→ THE TASKS:
• 1. Decide whether each statement agrees with the blog post below on knee detection and EV-based trend detection, answering yes or no and quoting the post's deciding words: (a) the knee detection method assumes most data points fall in the high load region; (b) the author has already applied the EV method to data that is not a time series; (c) the author believes the EV approach can find several knees going both up and down.
• 2. Carry on the blog post below about knee detection and EV-based trend detection, picking up right after its final sentence.

→ SOURCE PASSAGE:
•••
Popular Post

_

Thursday, May 30, 2013

CMG papers: Knee detection vs. EV based trends detection (SETDS)

The CMG’12 paper “A Note on Knee Detection“ (J. Ferrandiz, A. Gilgur) presented a method of “system phase change” detection by using the piece‐wise linear model against data with any supply‐demand relationship, e.g. CPU vs. transactions, load vs. traffic.


The weakness of the approach is the following underlying assumption in the methodology: the most of the data points are in the low load region. But all in all that is a relatively simple and effective way to capture the fact of constantly exceeding some threshold (confidence level e.g. 95%) of the data beyond detecting “knee”.
I see some similarity in my method of detecting the system phase changes (trends detection implemented by SETDS).

Based on my paper CMG'08 “Exception based Modeling and Forecasting” I use EV (Exception Value) meta-metric to detect pattern change in the data. The phases in the data should be separated by roots of the EV = 0 equation because for EV > 0 the data mostly exceeds the upper control limit and for EV < 0 – it is mostly below low control limit, and data is stable where EV=0.


But I used my way only for time series data (EV= f(t)), so detected phases are separated by points in time. Is that possible to apply my EV based approach to non-time series data? Not sure. But knowing that EV is just the deference between actual data and control limits (e.g. percentile based), the above mentioned knee detection algorithm could be a some kind of EV- based approach applied to non-time series data…
And I believe EV based approach is free from the assumption that the data should be somewhat misbalanced and it can also detect multiple “knees” with both directions (up and down). Only one caviar still exists (the same with knee detection algorithm): too many phases detecting, but that could be tuned by limits change, e.g. from 95 percentile to 99 and by grouping data (like aggregating minutes to hours for time-series data).
•••
→ RECORD LIST:

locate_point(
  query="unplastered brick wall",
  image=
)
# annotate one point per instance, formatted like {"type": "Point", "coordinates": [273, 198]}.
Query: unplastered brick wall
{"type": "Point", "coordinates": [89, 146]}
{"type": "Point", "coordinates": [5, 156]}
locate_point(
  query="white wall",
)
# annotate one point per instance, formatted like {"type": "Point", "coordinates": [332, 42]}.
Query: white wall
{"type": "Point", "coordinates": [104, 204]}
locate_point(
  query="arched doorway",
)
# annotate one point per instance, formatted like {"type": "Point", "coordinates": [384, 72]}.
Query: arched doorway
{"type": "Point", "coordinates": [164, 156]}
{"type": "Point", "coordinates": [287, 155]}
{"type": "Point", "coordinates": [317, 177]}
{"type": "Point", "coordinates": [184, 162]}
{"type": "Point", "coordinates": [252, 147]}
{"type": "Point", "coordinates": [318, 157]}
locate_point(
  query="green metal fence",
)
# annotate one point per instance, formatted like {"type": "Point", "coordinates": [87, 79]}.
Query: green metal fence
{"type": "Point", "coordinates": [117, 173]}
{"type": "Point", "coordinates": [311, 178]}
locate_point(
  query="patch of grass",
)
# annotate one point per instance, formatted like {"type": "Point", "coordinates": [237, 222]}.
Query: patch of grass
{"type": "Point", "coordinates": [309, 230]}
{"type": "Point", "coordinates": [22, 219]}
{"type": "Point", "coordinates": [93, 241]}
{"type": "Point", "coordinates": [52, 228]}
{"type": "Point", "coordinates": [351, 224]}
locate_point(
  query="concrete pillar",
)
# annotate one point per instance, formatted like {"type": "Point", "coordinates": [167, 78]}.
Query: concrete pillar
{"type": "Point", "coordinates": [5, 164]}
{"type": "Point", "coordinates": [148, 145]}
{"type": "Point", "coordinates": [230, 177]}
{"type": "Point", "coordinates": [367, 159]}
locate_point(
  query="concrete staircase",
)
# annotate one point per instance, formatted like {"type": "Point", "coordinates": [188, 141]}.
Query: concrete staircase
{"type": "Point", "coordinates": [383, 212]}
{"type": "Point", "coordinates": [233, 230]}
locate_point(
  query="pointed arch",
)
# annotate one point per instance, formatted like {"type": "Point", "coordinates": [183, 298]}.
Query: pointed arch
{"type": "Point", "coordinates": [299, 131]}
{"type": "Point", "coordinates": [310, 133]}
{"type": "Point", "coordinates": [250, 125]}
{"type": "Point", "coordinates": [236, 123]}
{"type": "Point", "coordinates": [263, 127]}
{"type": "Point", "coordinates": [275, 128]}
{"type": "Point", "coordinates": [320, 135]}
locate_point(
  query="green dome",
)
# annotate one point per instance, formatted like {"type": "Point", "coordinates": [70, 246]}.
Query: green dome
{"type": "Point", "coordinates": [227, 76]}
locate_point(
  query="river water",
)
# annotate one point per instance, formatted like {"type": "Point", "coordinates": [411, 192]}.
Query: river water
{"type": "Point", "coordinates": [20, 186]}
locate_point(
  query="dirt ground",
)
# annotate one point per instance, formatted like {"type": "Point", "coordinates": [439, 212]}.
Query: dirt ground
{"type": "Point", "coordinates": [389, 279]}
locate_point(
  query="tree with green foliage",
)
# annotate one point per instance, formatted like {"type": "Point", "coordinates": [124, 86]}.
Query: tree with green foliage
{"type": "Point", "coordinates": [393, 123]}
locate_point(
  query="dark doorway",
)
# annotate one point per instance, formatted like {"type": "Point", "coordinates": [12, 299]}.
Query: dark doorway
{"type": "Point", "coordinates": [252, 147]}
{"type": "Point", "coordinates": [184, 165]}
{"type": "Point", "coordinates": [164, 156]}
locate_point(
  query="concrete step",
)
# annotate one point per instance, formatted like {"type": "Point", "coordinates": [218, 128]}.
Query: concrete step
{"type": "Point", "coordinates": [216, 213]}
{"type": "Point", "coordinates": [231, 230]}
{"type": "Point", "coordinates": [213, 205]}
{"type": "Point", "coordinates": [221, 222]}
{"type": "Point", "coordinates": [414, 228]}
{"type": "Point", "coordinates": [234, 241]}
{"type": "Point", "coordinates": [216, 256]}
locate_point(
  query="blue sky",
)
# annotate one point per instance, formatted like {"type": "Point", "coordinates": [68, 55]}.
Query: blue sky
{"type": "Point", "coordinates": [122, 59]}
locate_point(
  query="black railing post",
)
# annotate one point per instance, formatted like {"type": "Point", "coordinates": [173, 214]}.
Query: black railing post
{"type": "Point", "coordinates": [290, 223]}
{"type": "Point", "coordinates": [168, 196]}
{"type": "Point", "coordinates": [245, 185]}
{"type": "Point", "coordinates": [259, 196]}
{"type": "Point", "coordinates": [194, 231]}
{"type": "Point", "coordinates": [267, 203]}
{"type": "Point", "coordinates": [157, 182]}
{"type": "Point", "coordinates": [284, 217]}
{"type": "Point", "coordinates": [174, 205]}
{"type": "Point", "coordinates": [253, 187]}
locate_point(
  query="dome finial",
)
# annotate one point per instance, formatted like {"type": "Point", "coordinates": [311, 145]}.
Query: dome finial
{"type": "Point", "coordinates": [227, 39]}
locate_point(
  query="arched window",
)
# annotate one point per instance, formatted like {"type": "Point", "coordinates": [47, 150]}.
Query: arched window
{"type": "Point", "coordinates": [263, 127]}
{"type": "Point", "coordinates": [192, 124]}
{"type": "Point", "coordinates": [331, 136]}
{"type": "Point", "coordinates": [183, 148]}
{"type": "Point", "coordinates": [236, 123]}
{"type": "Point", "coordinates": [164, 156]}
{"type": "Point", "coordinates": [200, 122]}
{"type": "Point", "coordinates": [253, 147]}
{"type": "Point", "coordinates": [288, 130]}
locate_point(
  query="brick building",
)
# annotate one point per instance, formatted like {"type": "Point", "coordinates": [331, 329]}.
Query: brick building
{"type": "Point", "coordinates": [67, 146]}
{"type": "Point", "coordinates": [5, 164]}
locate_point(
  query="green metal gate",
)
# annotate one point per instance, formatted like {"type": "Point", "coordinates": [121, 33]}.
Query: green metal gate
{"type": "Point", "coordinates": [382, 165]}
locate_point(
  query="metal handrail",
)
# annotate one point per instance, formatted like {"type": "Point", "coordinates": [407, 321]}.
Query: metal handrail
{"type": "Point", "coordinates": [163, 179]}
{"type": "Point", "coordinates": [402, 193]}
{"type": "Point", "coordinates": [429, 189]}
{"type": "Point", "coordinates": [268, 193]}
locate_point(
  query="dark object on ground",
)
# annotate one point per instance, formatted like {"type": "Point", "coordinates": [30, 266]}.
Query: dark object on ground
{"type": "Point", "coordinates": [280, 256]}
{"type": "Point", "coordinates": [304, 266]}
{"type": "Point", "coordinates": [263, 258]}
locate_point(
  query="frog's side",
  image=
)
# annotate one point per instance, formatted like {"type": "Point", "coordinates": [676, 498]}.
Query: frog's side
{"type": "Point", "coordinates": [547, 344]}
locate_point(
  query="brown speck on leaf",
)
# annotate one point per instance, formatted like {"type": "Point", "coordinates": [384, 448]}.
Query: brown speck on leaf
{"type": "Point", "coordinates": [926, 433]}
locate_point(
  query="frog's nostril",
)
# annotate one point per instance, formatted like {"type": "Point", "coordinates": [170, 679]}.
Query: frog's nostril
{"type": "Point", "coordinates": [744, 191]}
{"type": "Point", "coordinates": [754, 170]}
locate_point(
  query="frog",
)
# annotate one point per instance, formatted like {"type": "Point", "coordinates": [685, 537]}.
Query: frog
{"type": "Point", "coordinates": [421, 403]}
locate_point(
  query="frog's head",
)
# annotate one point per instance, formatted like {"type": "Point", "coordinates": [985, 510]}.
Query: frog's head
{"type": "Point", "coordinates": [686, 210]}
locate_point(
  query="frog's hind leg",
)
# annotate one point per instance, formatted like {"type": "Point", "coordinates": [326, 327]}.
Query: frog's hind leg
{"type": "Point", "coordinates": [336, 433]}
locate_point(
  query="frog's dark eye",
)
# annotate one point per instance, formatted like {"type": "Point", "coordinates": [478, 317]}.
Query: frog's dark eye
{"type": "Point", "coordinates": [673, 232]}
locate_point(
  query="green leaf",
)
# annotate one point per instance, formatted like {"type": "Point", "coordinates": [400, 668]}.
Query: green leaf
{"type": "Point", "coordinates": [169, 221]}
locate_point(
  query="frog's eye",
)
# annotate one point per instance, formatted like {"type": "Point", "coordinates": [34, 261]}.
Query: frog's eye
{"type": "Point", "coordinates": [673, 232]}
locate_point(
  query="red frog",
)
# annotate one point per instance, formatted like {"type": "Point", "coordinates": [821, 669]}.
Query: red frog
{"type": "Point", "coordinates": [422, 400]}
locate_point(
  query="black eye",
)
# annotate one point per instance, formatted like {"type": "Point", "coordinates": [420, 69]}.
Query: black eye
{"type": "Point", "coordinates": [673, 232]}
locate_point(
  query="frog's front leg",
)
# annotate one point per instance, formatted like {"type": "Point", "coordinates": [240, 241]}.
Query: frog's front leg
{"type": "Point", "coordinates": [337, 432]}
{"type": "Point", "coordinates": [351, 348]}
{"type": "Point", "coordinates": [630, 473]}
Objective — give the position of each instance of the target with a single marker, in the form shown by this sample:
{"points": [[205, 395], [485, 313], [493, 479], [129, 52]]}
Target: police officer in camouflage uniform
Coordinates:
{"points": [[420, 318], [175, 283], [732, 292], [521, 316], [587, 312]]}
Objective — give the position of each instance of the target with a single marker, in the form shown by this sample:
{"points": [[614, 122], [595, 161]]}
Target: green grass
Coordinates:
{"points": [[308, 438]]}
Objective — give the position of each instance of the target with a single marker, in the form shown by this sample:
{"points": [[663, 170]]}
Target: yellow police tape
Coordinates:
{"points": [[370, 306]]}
•••
→ EXERCISE RESPONSES:
• 1.
(a) No: "the most of the data points are in the low load region"
(b) No: "I used my way only for time series data (EV= f(t))"
(c) Yes: "it can also detect multiple “knees” with both directions (up and down)"

• 2.
Tuesday, May 21, 2013

"Is your Capacity Available?" - A topic for CMG'13 Conference Paper

2016 UPDATE.Finaly the paper was written, presented and published www.CMG.org
Here is the presentation slides:

_____
Capacity Management and Availability Management are two interconnected services. That connection is getting more important in current era of virtualization, clustering and especially for  cloud computing. It is obviously, that IT customers not only want the sufficient capacity for their applications, but even more importantly want that capacity highly available.

I have to deal with that combination recently and firmly believe that could be a great topic for up-coming CMG'13 conference. I plan to attend the conference, but unfortunately  in spite I have a topic, the title "Is your Capacity Available?" and some already published in this blog related materials, I do not have ability to write the paper for this year CMG conference. 

May be somebody could pick that idea up and share your experience in this mix area of Capacity and Availability? I would be extremely happy!

Here is the list of my posts related to this subject:




BTW The last post has some suggestion to estimate each node (component) availability (which is needed for a cluster availability calculation) by just looking at the Incident records history and use MTTR from there. Why not? If you have a good Incident Management that could be a very cheap solution! I would suggest to calculate different degrees of estimated availability, such as "Absolute" availability estimation based on up-time completely free from any incidents. Or "N-degree availability" number  if only severity <= N incidents are taken in account or filtering out only incidents  related to a particular component capacity - "Capacity Availability". Sure if Incident Management service is not mature enough, that will provide incorrect input for estimation. So you may consider other mechanisms I mentioned in that post... But from other hand that would encourage you (maybe via CSI) to improve your Incident management service!





Tuesday, May 7, 2013

CMG'12: "Time‐Series: Forecasting + Regression"

I continue sharing my impressions about last 2012 year international www.CMG.org  conference.


(see previous: HERE and HERE).

This post is about Alex Gilgur paper. First time I met Alex in CMG'06 conference and put some note of his 2006 paper HERE. We met at several other CMG conferences and we talked a lot, mixing high matters (philosophy, physics and math) with our Capacity Management needs.... One of that discussion expired him to write the following paper:
Time-Series: Forecasting + Regression: “And” or “Or”?

In the agenda announcement he mentioned that fact and I really appreciate it:
"At CMG’11, I had a fascinating discussion with Dr. I.Trubin. We talked about Uncertainty, Second Law of Thermodynamics, and other high matters in relation to IT. That discussion prompted this paper..."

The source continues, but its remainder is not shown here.